**EXERCISE**:
Rewrite the entries from their start through the line containing "positive clicks: (207, 140) (215, 146)", inclusive, with "coarse mask" substituted for every "rough mask" and nothing else altered. Leave the pictures out.

**DATA FOR THE TASK**:
- - -

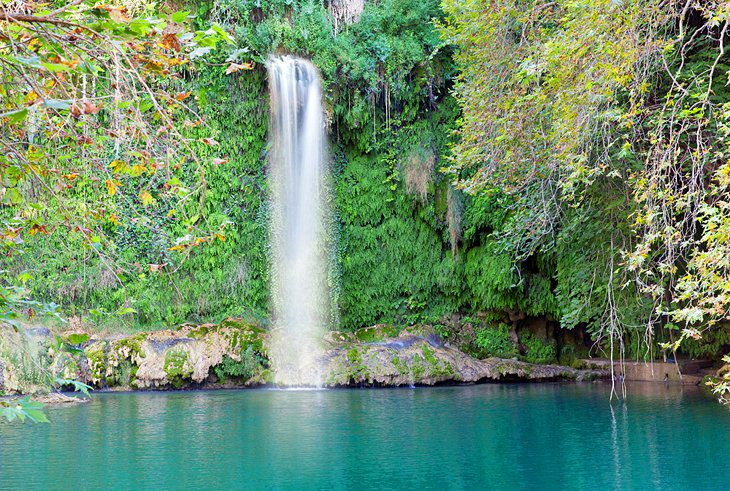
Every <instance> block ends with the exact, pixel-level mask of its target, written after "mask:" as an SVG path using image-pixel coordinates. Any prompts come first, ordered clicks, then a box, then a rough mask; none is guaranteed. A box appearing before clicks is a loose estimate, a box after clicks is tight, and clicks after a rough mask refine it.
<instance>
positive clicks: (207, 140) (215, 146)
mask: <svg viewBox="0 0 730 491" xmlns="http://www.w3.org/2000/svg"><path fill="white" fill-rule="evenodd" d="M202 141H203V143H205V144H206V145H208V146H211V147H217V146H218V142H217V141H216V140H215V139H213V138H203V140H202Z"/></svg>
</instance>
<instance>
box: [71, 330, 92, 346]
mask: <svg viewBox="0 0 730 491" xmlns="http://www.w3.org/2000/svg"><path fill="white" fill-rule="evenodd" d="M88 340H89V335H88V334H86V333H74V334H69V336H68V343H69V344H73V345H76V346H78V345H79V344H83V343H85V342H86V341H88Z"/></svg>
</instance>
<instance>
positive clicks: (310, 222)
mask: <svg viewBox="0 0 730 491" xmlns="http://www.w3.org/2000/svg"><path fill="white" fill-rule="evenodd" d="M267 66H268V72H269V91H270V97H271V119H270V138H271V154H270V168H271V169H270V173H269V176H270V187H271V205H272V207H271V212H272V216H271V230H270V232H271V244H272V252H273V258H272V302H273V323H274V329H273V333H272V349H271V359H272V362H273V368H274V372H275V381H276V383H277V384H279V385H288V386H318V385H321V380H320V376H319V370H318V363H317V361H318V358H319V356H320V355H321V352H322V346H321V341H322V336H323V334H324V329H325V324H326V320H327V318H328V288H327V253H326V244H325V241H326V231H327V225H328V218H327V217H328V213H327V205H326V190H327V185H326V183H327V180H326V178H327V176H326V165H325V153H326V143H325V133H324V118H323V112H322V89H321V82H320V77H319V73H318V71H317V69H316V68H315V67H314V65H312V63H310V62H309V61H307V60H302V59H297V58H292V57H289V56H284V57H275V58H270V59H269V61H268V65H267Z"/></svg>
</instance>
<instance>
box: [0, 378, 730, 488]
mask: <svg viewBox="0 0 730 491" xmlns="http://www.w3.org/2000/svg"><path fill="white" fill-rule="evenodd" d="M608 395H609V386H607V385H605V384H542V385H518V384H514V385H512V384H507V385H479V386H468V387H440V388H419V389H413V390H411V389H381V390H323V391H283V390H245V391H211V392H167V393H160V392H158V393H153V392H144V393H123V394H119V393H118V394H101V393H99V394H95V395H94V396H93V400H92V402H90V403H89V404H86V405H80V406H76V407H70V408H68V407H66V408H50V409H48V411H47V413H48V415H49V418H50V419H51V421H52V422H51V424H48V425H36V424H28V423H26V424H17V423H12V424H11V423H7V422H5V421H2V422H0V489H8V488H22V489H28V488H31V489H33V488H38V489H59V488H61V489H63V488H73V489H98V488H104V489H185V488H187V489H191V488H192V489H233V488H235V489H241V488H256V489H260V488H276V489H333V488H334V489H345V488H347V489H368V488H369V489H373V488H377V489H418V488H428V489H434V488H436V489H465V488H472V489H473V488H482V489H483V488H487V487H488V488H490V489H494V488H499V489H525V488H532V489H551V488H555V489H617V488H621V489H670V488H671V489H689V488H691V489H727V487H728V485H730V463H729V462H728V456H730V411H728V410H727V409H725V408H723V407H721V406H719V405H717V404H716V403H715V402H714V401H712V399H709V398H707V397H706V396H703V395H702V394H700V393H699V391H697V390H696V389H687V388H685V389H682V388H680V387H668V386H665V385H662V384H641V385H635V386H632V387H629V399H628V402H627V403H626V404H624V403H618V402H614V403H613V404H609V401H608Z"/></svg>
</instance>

- - -

**TASK RESULT**:
Every <instance> block ends with the exact, pixel-level mask of its target, written after "mask:" as an SVG path using image-pixel coordinates. Any prompts come first, ordered clicks, then a box, then a coarse mask; none is guaranteed. A box appearing before clicks is a loose estimate, a box after clicks is tight, and clicks after a coarse mask refine it.
<instance>
positive clicks: (207, 140) (215, 146)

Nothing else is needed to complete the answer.